#### [Yönerge 1]
Metin parçasına göre Mikenliler hangi mezar türlerini kullandı?
#### [Yönerge 2]
Girdilerde "limestone" dizesini içeren tüm satırları ayıklayın.

#### [Metin parçası]
------------------------------------------------
Anadolu Merkezli Dünya Tarihi-Olimpos Tanrıları
Olimpos Tanrıları
Hades |
Tekrar
Grek ana karasına dönersek,
gelişmeler şöyleydi. Akalar da,
kabilelere (fratrilere) bölünmüş
yapılarını muhafaza ediyorlardı. Aile
yaşamında kadın daha
saygınlığını yitirmemişti ve söz sahibiydi. Akalar, Girit kültürünün
(veya Ege kültürünün) daha önce yerleştiği, Miken, Atina, Pylos, Thebai gibi
merkezlerde, yerli halkın üzerine gelip, oturdular. Akalar kültür
düzeyi kendilerinden çok
yüksek olan yerli
halkın bir kısmını
ortadan kaldırdılar, ama zaman içinde geri kalanlarla kaynaşıp,
birleştiler. Akaların ortakçı rejimi, Ege (Girit) kültürünün ve tekniğinin benimsenmesi ile
çözülmeye başladı. Doğuştan soylular veya seçilmişler (her kültürde olduğu
gibi), zenginleşip, güçlendiler. Ve giderek
yönetici sınıfı oluşturdular. Miken’de, mimarisi Girit saraylarından
farklı olan, görkemli saraylar yapıldı. Ama bu saraylardaki freskolar ve diğer
sanat eserleri Girit’e olan bağımlılığı belirtiyordu. Mikenliler, kubbeli
mezarlar, yeraltı mezarları
ve kayalara oyulmuş
mezarlar kullandılar. Ölüler mücevherleri
ve değerli eşyaları
ile birlikte gömülürdü.
------------------------------------------------
#### [Verilen girdiler]
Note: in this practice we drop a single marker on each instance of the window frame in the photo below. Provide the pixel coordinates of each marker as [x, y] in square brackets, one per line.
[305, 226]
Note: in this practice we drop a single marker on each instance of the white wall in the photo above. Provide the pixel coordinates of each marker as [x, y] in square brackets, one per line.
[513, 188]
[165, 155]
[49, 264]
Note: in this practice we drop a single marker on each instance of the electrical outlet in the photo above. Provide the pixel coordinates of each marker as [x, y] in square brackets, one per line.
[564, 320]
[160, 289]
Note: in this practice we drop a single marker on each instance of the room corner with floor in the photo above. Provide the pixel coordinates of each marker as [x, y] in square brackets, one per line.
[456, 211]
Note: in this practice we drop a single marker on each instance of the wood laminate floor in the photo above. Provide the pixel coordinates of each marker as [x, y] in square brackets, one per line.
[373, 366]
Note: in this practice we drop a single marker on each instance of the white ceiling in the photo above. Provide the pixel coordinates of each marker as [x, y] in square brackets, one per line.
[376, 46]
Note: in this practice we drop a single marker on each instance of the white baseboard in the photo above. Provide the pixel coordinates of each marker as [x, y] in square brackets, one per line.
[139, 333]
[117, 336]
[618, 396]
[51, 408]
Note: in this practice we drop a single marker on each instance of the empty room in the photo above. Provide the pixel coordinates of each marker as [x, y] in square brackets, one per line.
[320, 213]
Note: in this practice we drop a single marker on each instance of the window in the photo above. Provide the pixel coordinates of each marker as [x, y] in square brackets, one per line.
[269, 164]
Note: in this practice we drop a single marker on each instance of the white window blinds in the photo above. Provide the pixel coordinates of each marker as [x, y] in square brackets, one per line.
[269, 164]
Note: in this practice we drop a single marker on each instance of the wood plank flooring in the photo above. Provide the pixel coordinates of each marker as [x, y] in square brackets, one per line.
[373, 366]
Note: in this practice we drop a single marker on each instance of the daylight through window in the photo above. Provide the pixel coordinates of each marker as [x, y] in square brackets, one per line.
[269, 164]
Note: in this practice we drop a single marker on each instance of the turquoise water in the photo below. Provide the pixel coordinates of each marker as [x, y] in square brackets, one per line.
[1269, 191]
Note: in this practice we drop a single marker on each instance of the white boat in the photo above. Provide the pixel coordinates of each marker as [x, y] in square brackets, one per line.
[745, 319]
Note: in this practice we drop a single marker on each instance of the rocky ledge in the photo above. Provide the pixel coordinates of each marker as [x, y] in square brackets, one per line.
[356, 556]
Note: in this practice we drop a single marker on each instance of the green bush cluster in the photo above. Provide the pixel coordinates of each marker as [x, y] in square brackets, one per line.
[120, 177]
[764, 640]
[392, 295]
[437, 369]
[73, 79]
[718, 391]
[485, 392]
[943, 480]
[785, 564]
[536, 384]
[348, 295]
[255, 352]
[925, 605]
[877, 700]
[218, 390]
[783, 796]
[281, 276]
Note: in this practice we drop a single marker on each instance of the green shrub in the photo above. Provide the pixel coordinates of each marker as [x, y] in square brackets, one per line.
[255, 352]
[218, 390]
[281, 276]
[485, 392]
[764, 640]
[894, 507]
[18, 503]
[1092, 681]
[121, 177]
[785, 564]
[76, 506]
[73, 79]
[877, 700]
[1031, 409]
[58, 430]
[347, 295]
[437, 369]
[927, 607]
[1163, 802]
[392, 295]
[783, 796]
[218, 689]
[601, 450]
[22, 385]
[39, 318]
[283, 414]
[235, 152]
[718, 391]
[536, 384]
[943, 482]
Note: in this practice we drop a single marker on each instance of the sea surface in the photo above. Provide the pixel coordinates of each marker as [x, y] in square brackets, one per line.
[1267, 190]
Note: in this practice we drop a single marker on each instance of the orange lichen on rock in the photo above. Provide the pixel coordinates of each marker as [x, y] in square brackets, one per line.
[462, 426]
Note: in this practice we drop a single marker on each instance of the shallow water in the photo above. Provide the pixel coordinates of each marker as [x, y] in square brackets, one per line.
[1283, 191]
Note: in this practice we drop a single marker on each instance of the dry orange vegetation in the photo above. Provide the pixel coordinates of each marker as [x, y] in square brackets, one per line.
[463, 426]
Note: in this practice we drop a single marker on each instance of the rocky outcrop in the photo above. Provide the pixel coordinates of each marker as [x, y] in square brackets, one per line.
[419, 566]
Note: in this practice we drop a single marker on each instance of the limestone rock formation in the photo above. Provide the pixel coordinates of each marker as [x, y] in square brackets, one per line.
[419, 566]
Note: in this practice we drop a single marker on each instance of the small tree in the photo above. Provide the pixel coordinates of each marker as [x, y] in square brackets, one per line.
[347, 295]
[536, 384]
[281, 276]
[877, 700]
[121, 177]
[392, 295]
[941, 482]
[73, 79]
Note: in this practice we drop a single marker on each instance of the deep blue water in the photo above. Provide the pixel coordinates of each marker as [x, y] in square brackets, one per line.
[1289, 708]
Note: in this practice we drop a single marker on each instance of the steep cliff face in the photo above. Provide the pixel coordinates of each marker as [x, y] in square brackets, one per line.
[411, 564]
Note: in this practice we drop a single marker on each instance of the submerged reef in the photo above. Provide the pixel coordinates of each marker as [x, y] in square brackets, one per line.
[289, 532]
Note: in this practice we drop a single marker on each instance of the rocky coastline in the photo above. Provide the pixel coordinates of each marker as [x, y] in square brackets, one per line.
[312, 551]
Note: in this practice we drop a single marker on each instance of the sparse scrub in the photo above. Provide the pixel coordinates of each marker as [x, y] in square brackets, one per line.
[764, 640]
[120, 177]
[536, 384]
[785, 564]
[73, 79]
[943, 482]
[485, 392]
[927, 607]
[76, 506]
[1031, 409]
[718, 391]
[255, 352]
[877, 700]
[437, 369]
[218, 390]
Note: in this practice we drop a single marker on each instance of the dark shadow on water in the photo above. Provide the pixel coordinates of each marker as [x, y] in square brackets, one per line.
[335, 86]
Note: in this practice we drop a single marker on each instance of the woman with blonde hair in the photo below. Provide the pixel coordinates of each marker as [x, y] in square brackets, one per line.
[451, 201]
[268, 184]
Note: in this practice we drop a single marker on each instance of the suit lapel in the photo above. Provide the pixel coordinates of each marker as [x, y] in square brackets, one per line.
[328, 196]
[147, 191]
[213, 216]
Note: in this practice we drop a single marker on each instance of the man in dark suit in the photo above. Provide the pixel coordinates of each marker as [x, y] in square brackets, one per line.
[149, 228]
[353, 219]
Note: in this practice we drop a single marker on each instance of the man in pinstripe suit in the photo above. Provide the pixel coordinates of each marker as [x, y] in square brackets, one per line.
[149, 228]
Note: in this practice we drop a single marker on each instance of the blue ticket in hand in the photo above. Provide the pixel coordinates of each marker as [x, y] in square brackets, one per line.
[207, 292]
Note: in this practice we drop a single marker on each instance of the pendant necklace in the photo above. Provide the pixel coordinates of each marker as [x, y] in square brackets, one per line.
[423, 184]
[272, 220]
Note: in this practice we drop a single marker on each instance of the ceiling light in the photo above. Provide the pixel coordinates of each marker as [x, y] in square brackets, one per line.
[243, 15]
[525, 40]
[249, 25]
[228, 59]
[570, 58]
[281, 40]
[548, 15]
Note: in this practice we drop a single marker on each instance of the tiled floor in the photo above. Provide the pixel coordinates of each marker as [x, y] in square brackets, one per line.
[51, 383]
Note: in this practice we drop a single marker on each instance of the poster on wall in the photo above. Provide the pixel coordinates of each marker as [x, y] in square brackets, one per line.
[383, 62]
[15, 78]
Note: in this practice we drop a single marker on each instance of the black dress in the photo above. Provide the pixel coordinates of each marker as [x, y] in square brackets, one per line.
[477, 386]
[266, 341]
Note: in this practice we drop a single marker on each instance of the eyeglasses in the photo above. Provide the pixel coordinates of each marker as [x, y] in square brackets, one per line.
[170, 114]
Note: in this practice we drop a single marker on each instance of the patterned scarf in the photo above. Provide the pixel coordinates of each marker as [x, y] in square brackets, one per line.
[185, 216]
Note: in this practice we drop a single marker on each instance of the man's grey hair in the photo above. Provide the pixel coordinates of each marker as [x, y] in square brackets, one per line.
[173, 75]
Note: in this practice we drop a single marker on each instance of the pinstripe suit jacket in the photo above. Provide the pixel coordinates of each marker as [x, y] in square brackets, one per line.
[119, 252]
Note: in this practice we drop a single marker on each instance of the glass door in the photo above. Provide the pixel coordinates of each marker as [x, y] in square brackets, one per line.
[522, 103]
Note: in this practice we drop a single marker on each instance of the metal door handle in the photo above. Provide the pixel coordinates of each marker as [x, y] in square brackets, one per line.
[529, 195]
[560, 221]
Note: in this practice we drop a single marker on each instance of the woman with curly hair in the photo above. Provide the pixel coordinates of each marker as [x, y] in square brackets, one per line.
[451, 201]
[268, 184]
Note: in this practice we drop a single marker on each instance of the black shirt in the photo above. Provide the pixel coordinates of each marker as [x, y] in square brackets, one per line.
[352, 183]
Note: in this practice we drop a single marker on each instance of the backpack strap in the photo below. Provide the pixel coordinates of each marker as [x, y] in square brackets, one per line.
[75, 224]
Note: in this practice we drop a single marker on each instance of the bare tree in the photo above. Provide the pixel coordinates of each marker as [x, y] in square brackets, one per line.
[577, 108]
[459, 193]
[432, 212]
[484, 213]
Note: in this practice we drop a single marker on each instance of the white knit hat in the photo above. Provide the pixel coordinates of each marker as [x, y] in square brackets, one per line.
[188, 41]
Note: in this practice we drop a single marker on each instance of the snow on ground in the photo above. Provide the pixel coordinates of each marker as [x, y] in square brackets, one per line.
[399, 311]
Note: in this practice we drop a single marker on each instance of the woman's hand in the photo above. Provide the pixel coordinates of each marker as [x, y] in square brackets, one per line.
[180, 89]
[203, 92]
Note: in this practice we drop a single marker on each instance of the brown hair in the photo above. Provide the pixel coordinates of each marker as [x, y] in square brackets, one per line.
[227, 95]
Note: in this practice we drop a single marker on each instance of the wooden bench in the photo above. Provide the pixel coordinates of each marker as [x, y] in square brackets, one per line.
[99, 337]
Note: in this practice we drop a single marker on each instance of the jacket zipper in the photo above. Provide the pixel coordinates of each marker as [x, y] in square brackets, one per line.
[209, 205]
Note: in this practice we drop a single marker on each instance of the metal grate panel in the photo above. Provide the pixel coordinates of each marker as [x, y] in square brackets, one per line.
------------------------------------------------
#### [Doğru yanıt 1]
Kubbeli mezarlar, yeraltı mezarları ve kayalara oyulmuş mezarlar.

#### [Doğru yanıt 2]
Note: in this practice we drop a single marker on each instance of the limestone rock formation in the photo above. Provide the pixel coordinates of each marker as [x, y] in square brackets, one per line.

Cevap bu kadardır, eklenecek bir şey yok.